* [SHORT PROBLEM]: Add 67 to every coordinate in the answers, then write out again the entries from the line holding "for every instance of the plate" through the end of the entries, inclusive, keeping their requests and giving only those lines.

********************

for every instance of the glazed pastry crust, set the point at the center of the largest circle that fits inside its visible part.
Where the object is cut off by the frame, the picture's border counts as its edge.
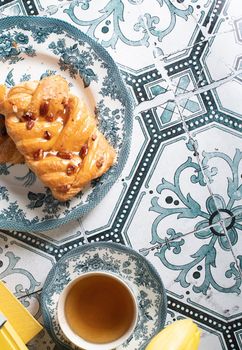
(57, 136)
(8, 150)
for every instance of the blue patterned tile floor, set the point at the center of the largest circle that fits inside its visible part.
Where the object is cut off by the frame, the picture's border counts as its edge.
(178, 200)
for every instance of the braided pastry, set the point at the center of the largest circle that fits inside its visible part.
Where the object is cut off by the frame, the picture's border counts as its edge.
(8, 150)
(57, 135)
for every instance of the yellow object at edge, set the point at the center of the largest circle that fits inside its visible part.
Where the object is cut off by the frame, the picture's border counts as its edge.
(180, 335)
(9, 339)
(19, 317)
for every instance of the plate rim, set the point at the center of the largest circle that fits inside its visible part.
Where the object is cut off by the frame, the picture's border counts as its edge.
(82, 249)
(47, 225)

********************

* [TASK RESULT]:
for every instance of the plate rim, set the point at the center of the largest circle that fits inside its visible part.
Where the object is cut off by the frame, the picture's border counts as its edge.
(149, 316)
(114, 292)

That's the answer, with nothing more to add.